:: MATERIAL PROVIDED ::
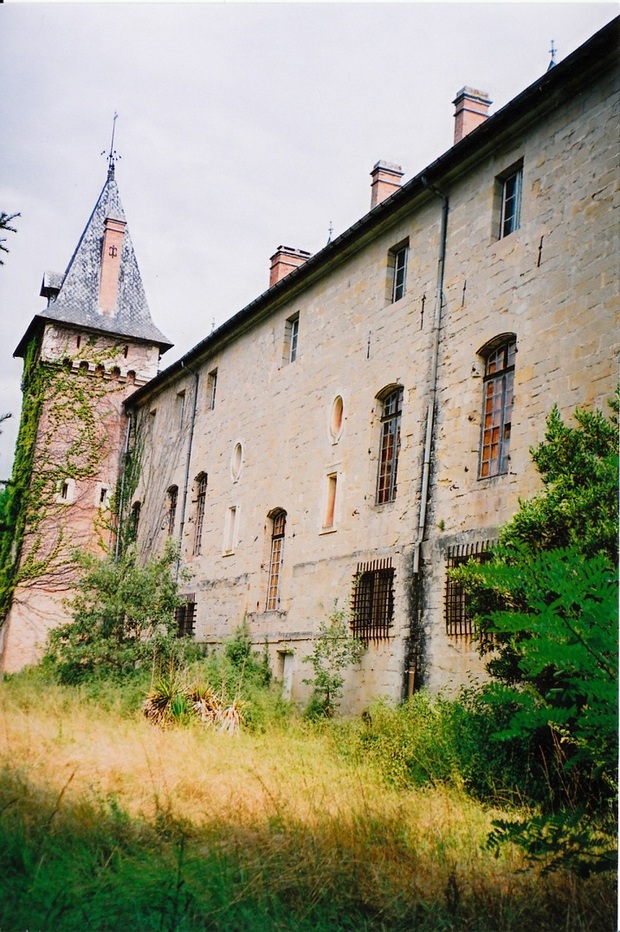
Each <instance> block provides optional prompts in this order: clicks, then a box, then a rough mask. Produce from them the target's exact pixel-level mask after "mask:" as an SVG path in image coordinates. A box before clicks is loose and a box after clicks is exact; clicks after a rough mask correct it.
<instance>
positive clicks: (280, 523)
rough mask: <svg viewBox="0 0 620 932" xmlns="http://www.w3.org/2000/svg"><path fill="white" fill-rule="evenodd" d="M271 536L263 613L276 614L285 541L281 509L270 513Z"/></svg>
mask: <svg viewBox="0 0 620 932" xmlns="http://www.w3.org/2000/svg"><path fill="white" fill-rule="evenodd" d="M269 518H270V521H271V536H270V545H269V566H268V576H267V597H266V599H265V611H266V612H276V611H279V609H280V599H281V583H282V563H283V560H284V541H285V539H286V519H287V514H286V511H284V509H283V508H278V509H276V510H275V511H272V512H271V514H270V515H269Z"/></svg>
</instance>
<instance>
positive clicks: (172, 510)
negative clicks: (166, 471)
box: [166, 485, 179, 535]
mask: <svg viewBox="0 0 620 932" xmlns="http://www.w3.org/2000/svg"><path fill="white" fill-rule="evenodd" d="M178 498H179V490H178V488H177V486H176V485H171V486H170V488H169V489H168V514H167V516H166V524H167V528H168V534H170V535H172V534H174V523H175V521H176V516H177V501H178Z"/></svg>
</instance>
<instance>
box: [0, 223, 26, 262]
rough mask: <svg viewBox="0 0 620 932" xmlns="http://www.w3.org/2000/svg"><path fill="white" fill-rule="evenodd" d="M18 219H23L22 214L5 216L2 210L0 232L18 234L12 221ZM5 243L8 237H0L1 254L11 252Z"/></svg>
mask: <svg viewBox="0 0 620 932" xmlns="http://www.w3.org/2000/svg"><path fill="white" fill-rule="evenodd" d="M16 217H21V214H5V213H4V211H3V210H0V230H8V232H9V233H17V230H16V229H15V227H12V226H11V221H13V220H15V218H16ZM5 243H6V236H2V237H0V252H8V251H9V250H8V249H7V247H6V246H5V245H4V244H5ZM0 265H4V261H3V260H2V259H0Z"/></svg>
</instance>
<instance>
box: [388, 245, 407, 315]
mask: <svg viewBox="0 0 620 932" xmlns="http://www.w3.org/2000/svg"><path fill="white" fill-rule="evenodd" d="M408 252H409V244H408V243H405V244H403V245H401V246H395V247H394V248H393V249H391V250H390V252H389V254H388V267H389V269H390V302H391V303H392V304H394V302H395V301H400V299H401V298H402V297H404V294H405V290H406V280H407V254H408Z"/></svg>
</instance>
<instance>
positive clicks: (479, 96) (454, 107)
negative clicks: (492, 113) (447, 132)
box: [452, 87, 493, 145]
mask: <svg viewBox="0 0 620 932" xmlns="http://www.w3.org/2000/svg"><path fill="white" fill-rule="evenodd" d="M452 103H453V104H454V108H455V109H454V144H455V145H456V143H457V142H460V141H461V139H462V138H463V137H464V136H467V135H468V134H469V133H471V131H472V130H473V129H476V127H477V126H480V124H481V123H484V121H485V120H488V118H489V107H490V106H491V104H492V103H493V101H492V100H490V99H489V95H488V94H487V92H486V91H476V90H474V88H473V87H462V88H461V90H460V91H459V92H458V93H457V95H456V97H455V99H454V100H453V101H452Z"/></svg>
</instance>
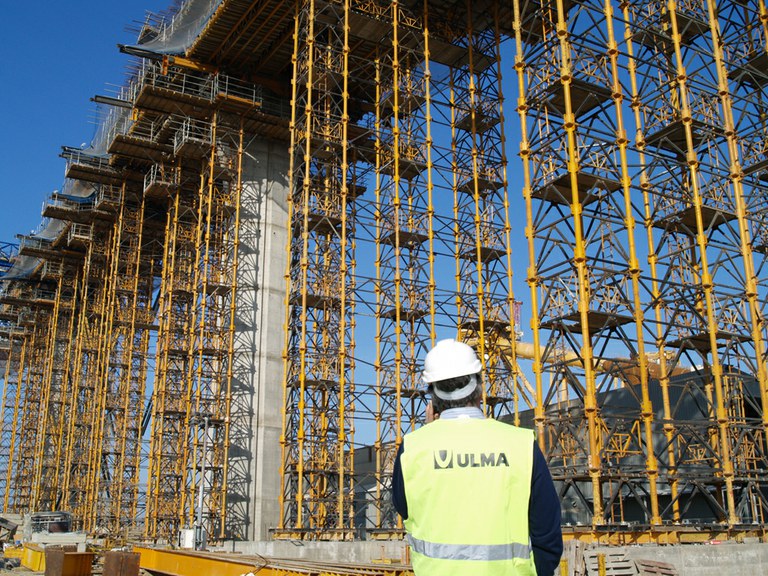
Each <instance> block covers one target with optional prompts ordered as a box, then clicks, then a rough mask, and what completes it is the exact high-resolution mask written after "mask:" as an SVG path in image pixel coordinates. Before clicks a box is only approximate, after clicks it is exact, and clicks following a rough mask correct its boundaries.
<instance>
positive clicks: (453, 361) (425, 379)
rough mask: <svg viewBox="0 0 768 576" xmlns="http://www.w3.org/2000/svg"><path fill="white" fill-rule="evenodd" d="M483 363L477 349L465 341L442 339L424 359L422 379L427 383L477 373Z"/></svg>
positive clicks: (480, 367) (449, 339)
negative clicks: (478, 356)
mask: <svg viewBox="0 0 768 576" xmlns="http://www.w3.org/2000/svg"><path fill="white" fill-rule="evenodd" d="M482 369H483V365H482V364H481V363H480V360H479V359H478V358H477V354H475V351H474V350H473V349H472V348H471V347H470V346H468V345H466V344H464V343H463V342H457V341H456V340H452V339H447V340H440V341H439V342H438V343H437V344H435V347H434V348H432V350H430V351H429V353H428V354H427V357H426V358H425V359H424V372H422V374H421V379H422V380H423V381H424V383H425V384H433V383H435V382H439V381H440V380H448V379H449V378H458V377H459V376H469V375H470V374H477V373H479V372H480V371H481V370H482Z"/></svg>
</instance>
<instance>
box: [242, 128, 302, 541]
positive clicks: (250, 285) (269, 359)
mask: <svg viewBox="0 0 768 576" xmlns="http://www.w3.org/2000/svg"><path fill="white" fill-rule="evenodd" d="M288 171H289V154H288V146H287V144H284V143H275V142H265V141H263V140H260V139H254V140H253V141H250V142H247V143H246V148H245V154H244V158H243V189H242V193H241V199H240V251H239V268H238V275H237V282H238V289H237V294H236V298H237V323H236V336H235V356H234V364H233V369H234V374H233V381H232V419H231V424H230V430H231V433H230V438H231V443H230V450H229V480H228V481H229V486H228V496H227V498H228V502H227V537H228V538H232V539H235V540H267V539H269V537H270V535H269V530H270V529H271V528H275V527H276V526H277V522H278V518H279V513H280V511H279V509H278V503H277V502H278V494H279V492H280V490H281V486H280V433H281V428H282V412H283V408H282V402H283V387H282V379H283V361H282V353H283V344H284V340H285V338H284V335H283V324H284V315H285V313H284V299H285V279H284V274H285V265H286V257H287V253H286V241H287V198H288Z"/></svg>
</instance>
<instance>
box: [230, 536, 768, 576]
mask: <svg viewBox="0 0 768 576" xmlns="http://www.w3.org/2000/svg"><path fill="white" fill-rule="evenodd" d="M225 549H226V550H228V551H232V552H238V553H241V554H260V555H262V556H268V557H273V558H295V559H311V560H328V561H348V562H381V561H391V562H396V563H401V562H402V563H404V562H406V561H407V560H408V555H407V551H406V546H405V544H404V543H403V542H390V541H365V542H303V541H285V540H280V541H267V542H237V543H229V544H228V545H227V546H226V547H225ZM585 550H590V551H593V552H603V553H606V554H607V553H610V554H612V555H615V554H616V553H617V552H619V551H621V552H623V553H624V555H625V556H626V557H627V558H629V559H632V560H651V561H654V562H664V563H667V564H671V565H673V566H674V567H675V569H676V571H677V574H678V576H726V575H727V576H768V544H766V543H759V542H753V543H743V544H740V543H730V542H723V543H720V544H713V543H710V544H682V545H674V546H672V545H670V546H659V545H637V546H613V547H607V546H588V547H585ZM574 574H576V575H585V571H584V568H583V567H580V569H578V568H577V569H576V570H574V567H571V569H570V570H569V575H568V576H572V575H574ZM558 576H559V575H558Z"/></svg>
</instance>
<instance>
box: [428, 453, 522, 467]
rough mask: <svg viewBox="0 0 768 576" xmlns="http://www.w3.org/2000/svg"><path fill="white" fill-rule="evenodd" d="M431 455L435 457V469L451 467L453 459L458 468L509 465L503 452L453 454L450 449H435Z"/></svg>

:: WORK ITEM ::
Final part of the records: return the line that contains "box: [428, 453, 522, 467]" and every line after it, exactly, with no other lines added.

:: RESPONSE BELOW ::
box: [428, 453, 522, 467]
rough mask: <svg viewBox="0 0 768 576" xmlns="http://www.w3.org/2000/svg"><path fill="white" fill-rule="evenodd" d="M431 455L435 457V469L451 467L453 459L458 468L509 465L503 452L453 454L450 449H435Z"/></svg>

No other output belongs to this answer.